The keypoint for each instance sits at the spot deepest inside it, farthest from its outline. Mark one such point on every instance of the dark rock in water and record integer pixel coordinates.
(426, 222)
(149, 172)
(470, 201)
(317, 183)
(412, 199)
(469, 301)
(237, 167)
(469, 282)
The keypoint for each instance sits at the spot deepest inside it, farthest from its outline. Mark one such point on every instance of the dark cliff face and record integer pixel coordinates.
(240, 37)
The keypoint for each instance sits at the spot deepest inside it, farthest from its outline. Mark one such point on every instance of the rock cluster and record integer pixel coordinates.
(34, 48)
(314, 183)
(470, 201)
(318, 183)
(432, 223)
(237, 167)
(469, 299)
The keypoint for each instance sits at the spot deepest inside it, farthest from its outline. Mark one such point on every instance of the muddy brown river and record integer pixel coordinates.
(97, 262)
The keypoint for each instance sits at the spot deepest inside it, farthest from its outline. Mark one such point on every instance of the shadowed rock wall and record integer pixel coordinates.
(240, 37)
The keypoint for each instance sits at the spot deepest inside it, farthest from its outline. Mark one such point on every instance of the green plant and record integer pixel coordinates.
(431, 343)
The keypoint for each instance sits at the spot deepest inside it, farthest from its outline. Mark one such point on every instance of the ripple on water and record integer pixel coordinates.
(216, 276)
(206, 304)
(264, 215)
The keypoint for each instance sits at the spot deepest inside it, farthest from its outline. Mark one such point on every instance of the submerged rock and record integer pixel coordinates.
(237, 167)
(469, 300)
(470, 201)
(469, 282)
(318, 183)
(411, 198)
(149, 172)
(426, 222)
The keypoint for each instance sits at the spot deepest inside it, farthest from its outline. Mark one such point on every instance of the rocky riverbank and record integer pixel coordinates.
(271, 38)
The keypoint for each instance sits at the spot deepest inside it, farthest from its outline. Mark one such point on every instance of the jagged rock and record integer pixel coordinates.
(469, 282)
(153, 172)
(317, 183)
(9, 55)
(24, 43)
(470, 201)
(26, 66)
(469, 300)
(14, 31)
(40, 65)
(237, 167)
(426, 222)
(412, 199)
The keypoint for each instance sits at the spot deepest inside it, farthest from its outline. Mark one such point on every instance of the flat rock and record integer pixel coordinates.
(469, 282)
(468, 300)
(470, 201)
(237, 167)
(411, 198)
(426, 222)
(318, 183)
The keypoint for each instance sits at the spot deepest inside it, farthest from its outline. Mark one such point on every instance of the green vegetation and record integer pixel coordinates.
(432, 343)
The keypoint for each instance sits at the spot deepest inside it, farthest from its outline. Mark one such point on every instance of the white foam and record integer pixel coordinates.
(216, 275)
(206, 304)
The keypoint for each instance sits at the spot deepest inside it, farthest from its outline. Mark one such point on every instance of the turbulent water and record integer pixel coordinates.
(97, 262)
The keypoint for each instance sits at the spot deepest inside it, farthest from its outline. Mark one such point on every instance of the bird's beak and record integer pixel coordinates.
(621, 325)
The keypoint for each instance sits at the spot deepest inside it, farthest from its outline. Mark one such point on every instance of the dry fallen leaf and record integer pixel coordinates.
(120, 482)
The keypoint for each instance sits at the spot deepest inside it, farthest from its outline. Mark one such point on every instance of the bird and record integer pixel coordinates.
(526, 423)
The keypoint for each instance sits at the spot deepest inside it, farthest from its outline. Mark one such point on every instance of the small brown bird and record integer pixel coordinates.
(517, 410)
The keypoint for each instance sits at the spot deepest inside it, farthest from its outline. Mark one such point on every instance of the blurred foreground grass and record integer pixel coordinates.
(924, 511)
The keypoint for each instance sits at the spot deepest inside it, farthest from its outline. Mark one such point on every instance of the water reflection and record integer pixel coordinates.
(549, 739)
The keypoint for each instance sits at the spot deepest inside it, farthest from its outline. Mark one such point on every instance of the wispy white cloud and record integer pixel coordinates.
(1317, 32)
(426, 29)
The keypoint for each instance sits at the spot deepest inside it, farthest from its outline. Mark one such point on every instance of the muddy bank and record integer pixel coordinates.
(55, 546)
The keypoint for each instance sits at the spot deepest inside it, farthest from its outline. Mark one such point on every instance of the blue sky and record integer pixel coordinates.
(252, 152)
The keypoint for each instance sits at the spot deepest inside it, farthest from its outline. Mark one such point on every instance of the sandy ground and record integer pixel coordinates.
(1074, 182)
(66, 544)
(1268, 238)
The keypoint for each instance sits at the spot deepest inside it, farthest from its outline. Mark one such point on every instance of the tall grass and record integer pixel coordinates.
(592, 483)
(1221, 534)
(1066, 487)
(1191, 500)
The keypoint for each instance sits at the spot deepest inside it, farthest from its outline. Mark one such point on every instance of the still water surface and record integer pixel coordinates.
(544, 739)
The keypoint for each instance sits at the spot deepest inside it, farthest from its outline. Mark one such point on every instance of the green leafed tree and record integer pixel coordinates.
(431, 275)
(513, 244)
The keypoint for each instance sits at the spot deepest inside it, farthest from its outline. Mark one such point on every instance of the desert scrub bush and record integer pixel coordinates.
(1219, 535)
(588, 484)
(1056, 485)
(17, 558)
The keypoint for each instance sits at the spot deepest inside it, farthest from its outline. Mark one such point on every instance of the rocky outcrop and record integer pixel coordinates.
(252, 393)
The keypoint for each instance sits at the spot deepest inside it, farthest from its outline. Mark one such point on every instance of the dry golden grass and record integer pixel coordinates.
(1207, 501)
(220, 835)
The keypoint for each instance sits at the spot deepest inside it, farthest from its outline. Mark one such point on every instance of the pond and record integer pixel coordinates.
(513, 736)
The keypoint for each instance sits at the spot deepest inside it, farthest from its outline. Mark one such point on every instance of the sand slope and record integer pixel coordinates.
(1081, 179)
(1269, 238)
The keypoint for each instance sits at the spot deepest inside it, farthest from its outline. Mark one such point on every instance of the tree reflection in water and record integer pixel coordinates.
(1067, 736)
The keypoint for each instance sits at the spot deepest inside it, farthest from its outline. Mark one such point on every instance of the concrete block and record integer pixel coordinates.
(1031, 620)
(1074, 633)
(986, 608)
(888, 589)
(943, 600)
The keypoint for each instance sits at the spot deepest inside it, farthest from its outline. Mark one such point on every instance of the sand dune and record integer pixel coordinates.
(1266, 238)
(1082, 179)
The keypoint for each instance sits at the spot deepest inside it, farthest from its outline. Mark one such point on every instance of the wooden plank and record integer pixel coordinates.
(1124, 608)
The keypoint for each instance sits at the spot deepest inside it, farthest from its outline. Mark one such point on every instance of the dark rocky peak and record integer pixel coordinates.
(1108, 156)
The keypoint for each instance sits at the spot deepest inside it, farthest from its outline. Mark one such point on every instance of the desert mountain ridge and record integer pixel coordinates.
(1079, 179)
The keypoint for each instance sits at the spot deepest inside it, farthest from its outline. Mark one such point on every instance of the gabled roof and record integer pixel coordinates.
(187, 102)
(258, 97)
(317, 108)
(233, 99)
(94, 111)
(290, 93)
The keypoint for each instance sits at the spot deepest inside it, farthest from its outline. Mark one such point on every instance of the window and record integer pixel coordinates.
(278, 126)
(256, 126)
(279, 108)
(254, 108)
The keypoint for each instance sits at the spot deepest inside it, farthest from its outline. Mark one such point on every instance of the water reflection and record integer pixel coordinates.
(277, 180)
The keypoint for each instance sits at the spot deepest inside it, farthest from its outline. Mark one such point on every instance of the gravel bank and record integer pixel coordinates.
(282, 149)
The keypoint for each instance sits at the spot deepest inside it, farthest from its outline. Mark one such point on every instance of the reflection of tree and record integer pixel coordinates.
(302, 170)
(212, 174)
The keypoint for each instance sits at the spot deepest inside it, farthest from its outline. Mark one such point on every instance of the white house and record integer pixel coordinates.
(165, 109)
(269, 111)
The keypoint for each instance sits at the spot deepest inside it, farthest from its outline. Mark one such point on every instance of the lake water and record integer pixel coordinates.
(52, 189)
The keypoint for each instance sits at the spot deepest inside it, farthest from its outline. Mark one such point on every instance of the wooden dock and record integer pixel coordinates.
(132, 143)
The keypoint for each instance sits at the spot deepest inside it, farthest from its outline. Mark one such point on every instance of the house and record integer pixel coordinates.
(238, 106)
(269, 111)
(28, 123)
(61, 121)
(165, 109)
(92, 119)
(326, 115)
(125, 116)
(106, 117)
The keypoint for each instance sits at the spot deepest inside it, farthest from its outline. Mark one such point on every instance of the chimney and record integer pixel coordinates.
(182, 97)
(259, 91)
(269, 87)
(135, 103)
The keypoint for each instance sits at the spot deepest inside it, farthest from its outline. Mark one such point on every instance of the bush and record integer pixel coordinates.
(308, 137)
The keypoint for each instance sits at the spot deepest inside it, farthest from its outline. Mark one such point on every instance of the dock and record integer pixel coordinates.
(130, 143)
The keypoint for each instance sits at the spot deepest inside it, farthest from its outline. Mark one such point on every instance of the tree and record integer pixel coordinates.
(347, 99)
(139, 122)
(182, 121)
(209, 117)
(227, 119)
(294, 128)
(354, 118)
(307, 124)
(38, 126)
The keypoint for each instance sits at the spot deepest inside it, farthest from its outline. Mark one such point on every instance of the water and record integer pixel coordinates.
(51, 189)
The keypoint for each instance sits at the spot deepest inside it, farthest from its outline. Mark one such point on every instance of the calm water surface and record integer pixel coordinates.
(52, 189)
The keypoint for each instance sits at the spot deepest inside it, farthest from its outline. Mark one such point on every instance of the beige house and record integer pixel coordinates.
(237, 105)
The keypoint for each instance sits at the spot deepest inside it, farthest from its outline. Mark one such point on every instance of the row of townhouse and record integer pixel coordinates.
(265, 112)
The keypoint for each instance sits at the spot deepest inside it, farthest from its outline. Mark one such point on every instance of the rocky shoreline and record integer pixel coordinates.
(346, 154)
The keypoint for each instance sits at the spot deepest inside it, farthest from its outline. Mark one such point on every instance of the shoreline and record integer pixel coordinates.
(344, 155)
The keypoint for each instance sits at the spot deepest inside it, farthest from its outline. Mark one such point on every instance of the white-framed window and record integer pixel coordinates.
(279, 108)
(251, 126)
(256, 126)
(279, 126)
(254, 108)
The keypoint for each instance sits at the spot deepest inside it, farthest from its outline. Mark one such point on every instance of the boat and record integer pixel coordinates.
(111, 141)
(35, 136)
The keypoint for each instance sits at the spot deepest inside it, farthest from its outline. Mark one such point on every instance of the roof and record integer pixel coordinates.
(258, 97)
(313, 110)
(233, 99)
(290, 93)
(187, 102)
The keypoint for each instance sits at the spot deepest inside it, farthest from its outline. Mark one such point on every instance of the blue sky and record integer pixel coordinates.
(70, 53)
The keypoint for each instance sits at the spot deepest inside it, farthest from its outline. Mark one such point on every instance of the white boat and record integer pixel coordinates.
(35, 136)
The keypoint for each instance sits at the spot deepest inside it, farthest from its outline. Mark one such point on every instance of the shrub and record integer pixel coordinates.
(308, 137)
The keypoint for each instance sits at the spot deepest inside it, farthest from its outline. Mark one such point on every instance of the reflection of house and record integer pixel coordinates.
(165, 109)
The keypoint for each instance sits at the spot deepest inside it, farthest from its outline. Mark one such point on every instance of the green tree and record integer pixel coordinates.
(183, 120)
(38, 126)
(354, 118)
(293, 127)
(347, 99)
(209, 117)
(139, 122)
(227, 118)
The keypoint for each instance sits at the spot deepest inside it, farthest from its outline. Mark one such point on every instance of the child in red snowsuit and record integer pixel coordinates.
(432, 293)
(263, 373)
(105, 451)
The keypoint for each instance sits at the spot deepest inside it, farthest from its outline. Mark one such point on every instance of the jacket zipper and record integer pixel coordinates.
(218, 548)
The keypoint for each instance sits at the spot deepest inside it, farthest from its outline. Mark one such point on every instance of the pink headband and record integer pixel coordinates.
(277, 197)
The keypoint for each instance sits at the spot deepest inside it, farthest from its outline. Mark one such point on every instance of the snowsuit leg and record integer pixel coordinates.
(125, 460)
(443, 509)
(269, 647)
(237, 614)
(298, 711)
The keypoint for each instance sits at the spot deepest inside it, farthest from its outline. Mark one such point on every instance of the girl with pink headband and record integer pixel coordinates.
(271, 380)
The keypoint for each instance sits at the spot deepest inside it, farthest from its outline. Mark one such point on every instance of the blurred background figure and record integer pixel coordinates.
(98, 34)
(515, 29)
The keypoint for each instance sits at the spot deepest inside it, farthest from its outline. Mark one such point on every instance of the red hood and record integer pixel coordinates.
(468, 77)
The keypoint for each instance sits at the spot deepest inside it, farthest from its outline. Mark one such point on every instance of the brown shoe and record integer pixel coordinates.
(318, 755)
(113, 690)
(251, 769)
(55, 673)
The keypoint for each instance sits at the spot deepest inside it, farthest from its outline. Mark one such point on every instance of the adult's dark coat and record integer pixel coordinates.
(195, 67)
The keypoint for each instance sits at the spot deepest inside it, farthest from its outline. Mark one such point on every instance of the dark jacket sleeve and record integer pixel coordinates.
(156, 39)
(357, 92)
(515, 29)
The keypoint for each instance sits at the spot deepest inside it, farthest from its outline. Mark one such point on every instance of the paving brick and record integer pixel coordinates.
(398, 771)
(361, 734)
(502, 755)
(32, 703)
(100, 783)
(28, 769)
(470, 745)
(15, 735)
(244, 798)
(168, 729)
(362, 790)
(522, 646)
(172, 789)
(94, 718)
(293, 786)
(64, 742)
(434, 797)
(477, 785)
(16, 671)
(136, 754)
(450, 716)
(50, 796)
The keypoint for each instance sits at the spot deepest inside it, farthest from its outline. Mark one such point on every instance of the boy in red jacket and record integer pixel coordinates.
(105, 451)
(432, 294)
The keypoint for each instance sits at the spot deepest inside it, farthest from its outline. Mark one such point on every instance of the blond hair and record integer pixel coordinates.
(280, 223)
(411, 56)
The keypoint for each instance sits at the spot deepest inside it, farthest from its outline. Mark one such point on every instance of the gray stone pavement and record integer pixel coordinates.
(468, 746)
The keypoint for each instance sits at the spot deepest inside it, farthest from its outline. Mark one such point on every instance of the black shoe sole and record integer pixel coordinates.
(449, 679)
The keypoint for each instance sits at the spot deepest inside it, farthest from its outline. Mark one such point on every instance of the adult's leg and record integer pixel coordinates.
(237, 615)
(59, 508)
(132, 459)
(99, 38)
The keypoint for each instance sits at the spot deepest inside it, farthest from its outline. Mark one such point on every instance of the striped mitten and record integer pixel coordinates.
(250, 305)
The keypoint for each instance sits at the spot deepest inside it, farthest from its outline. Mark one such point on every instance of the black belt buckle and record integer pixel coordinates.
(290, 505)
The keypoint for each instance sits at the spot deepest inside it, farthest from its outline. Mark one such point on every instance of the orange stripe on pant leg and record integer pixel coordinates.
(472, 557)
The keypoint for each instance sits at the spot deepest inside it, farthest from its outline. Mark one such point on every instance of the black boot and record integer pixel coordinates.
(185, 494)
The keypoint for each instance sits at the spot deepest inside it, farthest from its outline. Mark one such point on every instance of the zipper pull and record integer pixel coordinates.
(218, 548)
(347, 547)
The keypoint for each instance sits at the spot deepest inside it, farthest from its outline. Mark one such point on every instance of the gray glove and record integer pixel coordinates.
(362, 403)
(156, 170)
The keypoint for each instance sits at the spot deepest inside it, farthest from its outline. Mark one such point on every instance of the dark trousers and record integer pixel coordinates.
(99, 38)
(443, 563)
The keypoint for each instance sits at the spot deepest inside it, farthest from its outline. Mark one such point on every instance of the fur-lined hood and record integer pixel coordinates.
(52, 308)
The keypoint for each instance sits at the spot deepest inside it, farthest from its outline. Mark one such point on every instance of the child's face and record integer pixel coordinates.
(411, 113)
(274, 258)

* [Exercise description]
Return exactly the lines from the one containing "sole and record integer pixel coordinates." through the last line of the records above, both included, and nothing else.

* [Answer to this problem]
The keypoint for each instance sits at the spot deepest inside it, farthest from its outline. Mark one such point on every instance of the black shoe sole and record integer pixel coordinates.
(449, 679)
The keypoint for each instance sits at the spot deepest inside it, farthest from its outline. Mark one such point on every instance of the adult's leg and record integer pixel coordinates.
(237, 615)
(59, 508)
(132, 459)
(99, 38)
The keypoint for each instance sits at the spot deepest inside it, farthest from its outline. Mark one such point on every instance of the striped mitten and record integer pixel coordinates.
(250, 305)
The keypoint for each instance sits at the spot deepest inside it, farthest from its outline. Mark one such point on every instance of the black belt buckle and record integer pixel coordinates.
(290, 505)
The keypoint for each instance sits at the spot deepest inside it, farthest from its outline. Mark one such point on every instance of the orange stripe on pant leg and record integer pixel coordinates.
(472, 557)
The keypoint for each instance sits at the spot deepest inside it, farthest from its outline. Mark one such point on every instance of the black boot and record integer pixel coordinates.
(185, 494)
The keypoint for each instance sits at the spot deepest inside it, farthest from its outline. Mark one such point on every instance of the zipper pull and record integer pixel coordinates.
(218, 548)
(347, 547)
The keypoint for each instance sits at the spot deepest inside it, farthest from its outline. Mark one such point on every instance of the gray glove and record integer pixel coordinates.
(362, 403)
(156, 170)
The keypoint for each instance sits at the spot deepest inside it, farthest from its outline. Mark one such point on every instance of the dark trousers and record integer pixel coordinates.
(99, 38)
(443, 563)
The keypoint for each instance sits at the spot deepest inside it, farthest from its outline. Mark one such point on every instance of the fur-lined hood and record integer pixel coordinates.
(52, 308)
The keypoint for each instance sits at the spot deepest inside it, farthest from its outline. Mark one such point on every instance of the child's face and record integer pixel coordinates.
(411, 113)
(274, 258)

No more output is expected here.